Document:
----------------------------------------

# Life In Canberra Discussion



## nsahmed (Jul 17, 2011)

Hello All.

I know there have been various discussions here and there in many different threads about Canberra ... it will be nice to compile and consolidate everything in one place .. what do you guys think?

So all the people who live in Canberra .. i request you to please shed some light on the life of Canberra, the current job market, the rental market, transportation, ease of moving around the city, neighbourhoods to avoid, neighbourhoods to have on the whishlist etc etc... anything you can provide to help all the folks who are potentially going to move to Canberra... as there are alot of us.

I also request people who are soon to be residents of Canberra and are researching on their own about the different aspects of the city to please share their thoughts, insights and research here with everyone else.

Hope we can get a nice solid compilation of experiences,questions, opinions, thoughts and shared research about the Capital City.

Every little helps.

Best,
N


----------



## nsahmed (Jul 17, 2011)

let me start the discussion by adding some questions i posted and the replies i got from a very helpful moderator Anj1976

1) What is best way to move our savings to Australia .. considering we dont have an account there.

----------------------------------------

Recorded data:
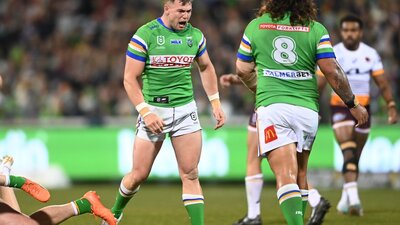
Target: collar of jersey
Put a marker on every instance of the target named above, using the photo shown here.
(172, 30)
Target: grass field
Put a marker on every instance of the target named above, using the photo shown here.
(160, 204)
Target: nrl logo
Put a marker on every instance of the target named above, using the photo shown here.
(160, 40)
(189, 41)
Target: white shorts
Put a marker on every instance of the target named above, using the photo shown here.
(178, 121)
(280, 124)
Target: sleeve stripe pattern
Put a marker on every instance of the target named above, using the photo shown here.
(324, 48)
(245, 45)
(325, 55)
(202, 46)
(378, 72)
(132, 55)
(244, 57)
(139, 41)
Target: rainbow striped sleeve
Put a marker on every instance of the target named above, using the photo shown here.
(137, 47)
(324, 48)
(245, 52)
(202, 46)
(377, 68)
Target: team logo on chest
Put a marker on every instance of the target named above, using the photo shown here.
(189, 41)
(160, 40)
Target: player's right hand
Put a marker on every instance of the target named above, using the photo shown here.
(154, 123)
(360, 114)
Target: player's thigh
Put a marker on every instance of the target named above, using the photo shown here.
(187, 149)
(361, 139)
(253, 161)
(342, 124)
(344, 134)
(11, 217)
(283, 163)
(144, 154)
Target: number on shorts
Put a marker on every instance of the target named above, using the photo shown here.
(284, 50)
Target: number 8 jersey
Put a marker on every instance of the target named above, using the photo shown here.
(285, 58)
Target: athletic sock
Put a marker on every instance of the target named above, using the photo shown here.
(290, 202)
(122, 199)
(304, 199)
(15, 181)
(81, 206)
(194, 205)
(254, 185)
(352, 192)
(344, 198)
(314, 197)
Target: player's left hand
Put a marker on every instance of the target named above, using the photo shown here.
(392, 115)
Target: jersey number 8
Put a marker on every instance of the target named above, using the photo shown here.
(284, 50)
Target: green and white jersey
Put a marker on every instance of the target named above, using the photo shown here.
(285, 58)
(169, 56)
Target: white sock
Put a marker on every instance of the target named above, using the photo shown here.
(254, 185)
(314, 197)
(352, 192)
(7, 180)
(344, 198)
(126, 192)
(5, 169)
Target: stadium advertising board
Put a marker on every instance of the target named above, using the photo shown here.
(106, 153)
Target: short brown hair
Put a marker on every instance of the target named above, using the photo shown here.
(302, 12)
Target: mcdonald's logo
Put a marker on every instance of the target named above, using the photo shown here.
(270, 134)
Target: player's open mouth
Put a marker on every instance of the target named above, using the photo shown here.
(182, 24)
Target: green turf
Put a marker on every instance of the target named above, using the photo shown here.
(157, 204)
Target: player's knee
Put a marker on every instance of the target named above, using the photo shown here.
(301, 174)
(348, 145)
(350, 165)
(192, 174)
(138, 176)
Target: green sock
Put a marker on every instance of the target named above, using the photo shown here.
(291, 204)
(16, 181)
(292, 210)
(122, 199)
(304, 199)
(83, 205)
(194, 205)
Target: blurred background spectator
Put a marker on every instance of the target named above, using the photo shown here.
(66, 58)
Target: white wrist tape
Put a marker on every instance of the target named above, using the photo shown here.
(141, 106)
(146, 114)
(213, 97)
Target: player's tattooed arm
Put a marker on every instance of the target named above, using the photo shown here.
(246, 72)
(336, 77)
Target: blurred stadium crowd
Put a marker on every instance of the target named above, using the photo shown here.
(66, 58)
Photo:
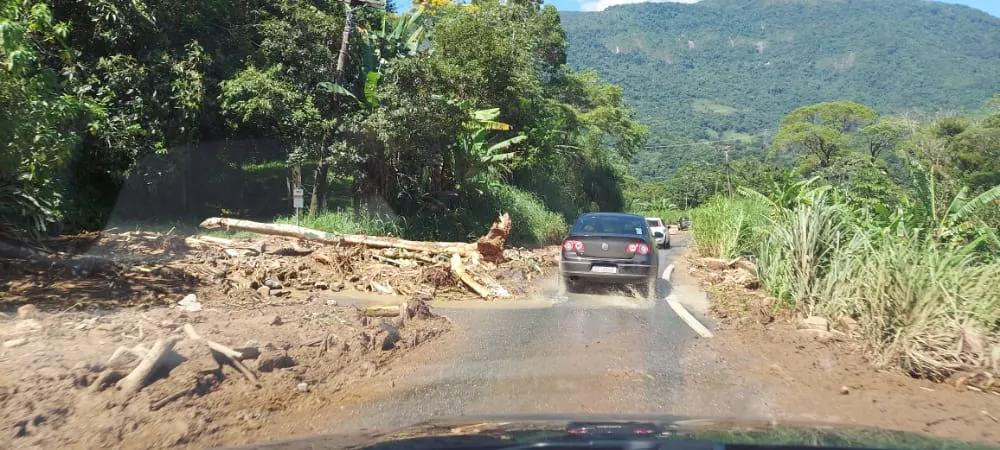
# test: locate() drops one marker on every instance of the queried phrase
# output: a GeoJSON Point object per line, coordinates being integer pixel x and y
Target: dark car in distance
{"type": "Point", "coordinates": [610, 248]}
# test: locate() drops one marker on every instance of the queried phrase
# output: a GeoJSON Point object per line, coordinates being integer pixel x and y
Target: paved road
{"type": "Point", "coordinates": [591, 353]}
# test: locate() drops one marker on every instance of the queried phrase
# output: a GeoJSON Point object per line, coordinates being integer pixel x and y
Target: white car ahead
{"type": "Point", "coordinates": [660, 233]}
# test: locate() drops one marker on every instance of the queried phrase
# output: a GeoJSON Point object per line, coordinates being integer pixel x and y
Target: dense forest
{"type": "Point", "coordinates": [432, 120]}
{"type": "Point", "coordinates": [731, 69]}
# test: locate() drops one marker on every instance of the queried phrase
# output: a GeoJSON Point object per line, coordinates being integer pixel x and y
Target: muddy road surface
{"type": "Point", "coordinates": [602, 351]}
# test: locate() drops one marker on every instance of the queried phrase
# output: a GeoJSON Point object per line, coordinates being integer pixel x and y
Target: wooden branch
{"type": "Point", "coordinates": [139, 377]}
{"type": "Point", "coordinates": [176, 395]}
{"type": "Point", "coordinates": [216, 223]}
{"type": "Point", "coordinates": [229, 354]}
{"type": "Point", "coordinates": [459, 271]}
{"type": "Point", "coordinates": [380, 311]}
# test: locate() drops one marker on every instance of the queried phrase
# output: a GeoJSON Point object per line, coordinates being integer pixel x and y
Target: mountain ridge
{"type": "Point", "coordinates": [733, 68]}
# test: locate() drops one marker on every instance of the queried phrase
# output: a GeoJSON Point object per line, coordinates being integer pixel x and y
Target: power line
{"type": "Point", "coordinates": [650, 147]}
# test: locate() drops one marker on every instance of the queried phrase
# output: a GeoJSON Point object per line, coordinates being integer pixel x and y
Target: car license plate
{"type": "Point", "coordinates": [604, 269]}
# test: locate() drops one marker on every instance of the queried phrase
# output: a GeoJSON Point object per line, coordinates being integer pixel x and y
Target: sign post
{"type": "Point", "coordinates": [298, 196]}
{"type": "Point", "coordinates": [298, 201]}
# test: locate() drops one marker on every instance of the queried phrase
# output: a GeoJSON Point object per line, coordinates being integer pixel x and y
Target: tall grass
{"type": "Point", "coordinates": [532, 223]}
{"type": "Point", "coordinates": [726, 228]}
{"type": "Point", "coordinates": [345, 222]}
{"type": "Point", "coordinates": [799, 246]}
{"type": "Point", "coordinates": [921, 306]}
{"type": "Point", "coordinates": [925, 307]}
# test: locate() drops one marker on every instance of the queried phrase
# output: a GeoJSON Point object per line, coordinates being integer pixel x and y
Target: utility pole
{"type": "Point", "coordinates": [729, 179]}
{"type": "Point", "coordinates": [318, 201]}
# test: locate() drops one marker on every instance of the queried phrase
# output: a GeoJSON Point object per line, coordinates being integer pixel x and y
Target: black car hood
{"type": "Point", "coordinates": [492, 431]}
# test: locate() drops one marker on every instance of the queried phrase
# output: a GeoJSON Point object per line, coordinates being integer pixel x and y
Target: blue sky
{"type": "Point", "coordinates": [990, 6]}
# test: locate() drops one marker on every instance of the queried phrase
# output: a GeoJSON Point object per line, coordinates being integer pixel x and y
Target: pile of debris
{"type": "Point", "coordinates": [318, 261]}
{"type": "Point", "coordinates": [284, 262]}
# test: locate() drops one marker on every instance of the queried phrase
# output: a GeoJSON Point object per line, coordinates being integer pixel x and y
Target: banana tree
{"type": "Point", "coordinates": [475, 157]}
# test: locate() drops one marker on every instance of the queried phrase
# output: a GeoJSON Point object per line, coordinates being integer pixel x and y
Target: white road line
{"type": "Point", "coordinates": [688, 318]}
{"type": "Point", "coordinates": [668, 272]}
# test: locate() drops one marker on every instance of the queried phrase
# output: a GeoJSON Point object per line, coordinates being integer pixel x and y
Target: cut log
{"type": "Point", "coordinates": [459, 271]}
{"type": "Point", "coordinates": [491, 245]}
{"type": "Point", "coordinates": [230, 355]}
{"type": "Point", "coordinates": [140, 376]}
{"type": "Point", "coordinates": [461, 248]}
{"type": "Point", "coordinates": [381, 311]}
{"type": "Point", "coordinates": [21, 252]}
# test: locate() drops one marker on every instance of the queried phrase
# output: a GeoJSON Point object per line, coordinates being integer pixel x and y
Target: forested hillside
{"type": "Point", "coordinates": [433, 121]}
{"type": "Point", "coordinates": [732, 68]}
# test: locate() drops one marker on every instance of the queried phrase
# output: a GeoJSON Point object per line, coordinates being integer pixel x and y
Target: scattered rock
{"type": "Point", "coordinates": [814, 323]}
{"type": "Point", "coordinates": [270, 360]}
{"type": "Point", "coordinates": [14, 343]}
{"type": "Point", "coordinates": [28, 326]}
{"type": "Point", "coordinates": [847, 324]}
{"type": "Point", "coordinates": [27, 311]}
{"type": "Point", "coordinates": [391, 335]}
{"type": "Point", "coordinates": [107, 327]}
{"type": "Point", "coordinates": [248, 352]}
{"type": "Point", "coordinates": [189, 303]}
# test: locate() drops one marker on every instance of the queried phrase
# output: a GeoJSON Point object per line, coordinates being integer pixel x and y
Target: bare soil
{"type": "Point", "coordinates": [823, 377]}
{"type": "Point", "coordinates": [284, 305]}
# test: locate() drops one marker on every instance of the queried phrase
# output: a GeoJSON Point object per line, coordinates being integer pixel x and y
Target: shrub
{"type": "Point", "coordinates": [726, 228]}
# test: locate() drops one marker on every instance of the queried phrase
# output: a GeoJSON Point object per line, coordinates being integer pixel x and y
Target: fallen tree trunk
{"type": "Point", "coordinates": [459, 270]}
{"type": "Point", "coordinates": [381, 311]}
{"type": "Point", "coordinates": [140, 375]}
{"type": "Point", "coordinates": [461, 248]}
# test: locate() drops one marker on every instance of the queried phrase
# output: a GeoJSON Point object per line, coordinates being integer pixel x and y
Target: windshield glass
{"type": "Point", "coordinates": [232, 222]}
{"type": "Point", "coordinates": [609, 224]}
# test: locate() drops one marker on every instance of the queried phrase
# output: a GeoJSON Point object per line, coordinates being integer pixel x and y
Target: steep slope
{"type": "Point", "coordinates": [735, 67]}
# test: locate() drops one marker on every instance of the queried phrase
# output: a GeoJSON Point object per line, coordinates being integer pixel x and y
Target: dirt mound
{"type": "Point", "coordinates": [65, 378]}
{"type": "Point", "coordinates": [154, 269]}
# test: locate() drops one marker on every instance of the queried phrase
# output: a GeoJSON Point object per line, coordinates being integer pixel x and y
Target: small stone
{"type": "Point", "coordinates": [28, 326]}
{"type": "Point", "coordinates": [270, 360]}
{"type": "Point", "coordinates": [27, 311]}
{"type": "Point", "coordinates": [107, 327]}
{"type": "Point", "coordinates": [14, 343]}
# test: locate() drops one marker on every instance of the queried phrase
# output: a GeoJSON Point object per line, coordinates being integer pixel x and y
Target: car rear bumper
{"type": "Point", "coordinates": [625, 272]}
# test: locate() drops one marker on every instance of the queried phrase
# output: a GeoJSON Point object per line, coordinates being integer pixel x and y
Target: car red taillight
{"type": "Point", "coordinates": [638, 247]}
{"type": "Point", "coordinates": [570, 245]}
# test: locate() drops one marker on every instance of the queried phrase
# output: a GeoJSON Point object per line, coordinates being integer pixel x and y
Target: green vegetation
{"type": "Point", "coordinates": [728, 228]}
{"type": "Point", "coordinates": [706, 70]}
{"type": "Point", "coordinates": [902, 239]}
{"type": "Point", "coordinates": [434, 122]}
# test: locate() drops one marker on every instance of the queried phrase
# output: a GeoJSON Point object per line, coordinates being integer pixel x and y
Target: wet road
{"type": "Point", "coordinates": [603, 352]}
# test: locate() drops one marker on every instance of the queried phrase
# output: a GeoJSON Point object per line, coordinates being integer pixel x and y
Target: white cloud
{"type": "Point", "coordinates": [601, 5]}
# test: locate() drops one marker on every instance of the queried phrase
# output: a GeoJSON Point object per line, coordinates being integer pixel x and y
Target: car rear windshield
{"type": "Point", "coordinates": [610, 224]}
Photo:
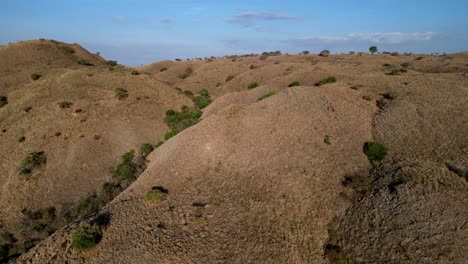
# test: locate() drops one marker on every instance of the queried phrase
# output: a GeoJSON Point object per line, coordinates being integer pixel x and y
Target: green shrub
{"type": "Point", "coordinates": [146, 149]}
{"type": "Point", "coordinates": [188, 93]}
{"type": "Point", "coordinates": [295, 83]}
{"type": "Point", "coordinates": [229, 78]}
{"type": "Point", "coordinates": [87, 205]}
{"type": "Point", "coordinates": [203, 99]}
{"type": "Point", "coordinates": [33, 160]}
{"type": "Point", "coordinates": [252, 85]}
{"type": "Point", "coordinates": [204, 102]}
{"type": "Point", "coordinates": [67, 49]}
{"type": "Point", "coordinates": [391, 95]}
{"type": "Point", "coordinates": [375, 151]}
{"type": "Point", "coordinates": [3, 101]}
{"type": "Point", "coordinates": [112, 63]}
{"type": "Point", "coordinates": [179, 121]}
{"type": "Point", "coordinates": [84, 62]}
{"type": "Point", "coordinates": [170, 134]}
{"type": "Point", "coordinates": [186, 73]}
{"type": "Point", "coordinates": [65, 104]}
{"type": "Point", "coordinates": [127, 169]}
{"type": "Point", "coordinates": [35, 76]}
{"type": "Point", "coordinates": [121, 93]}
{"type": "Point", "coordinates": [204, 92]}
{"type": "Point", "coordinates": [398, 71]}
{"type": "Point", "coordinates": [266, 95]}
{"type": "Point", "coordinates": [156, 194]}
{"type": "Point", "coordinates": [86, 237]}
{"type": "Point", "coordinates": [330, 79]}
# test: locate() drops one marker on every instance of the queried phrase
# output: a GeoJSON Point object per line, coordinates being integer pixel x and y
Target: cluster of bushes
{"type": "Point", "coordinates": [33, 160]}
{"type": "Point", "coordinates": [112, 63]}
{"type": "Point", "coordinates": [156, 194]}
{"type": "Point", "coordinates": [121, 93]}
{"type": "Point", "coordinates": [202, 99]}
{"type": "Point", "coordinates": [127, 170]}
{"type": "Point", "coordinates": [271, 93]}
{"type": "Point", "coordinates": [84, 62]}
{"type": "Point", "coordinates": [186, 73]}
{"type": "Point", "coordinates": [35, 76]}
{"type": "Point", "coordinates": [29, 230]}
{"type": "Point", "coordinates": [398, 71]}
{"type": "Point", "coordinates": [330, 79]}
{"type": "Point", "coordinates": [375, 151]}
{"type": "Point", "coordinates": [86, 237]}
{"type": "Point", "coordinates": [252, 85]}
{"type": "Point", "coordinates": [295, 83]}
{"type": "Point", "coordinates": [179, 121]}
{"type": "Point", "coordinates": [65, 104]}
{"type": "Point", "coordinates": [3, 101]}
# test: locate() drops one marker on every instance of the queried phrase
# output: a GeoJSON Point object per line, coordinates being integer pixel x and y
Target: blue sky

----------------------------------------

Requests:
• A. Answer these from the Canberra thread:
(i) Which moderator gave the replies that nsahmed offers to add?
(ii) On what date were both posts made?
(iii) What short sentence comes right before the sign-off "Best,"?
• B. Resume the Canberra thread from its final line, carrying the discussion forward.
The records play no part in what is asked here.

Responses for each task:
• A.
(i) Anj1976
(ii) Jul 17, 2011
(iii) "Every little helps."

• B.
Open an account online and once you get your account details, transfer your money from the bank you have your money in or carry TC, not safe but these are the only two options

2) Is it worth it to bring our household items (furniture, TV, Fridge, Washing machine etc) .. or are we better off buying new ones rather than paying shipping

Better to buy here, sell everything there and start afresh. Shipping cost will be as much as buying new plus things might be damaged while shipping, not worth the pain.

3) We will need to ship some personal belongings ... now we obviously dont have an address in Canberra .. how does that work ? what address do i give the removal company before leaving?

Interesting question. Speak to the removalist, tell them once we reach we will give you an address and everything can be shipped to that address, but you will have to get it cleared from quarantine and customs anyways, you can give even the hotel address that you book. Other option is to leave your stuff with a friend there and then ask them to ship it once you have a place here. that way life will be much easier for you, once you have all your stuff, you need a car to move things around or a cab and that costs heaps..

4) Is July a good time to move to Canberra .. all factors considering; jobs, housing etc

July is good enough, I'd say end of June is good too. Being end of financial year, you can settle and by the time it's july you can start applying for jobs.

5) Which bank has the largest network of branches and ATMs in Canberra?

Check each bank website or check on whirlpool forum, it has peoples comments, reviews, grievance for almost everything. But all banks are more or less the same I think. You will find an ATM in almost every shopping complex and a branch too. We have been here two and half years and went to the bank branch just once, to activate our account and transfer the TC to our account.

6) What is a good neighbourhood to live in Canberra.. where we can find Halal food easily and Indian/Pakistani shops and restaurants?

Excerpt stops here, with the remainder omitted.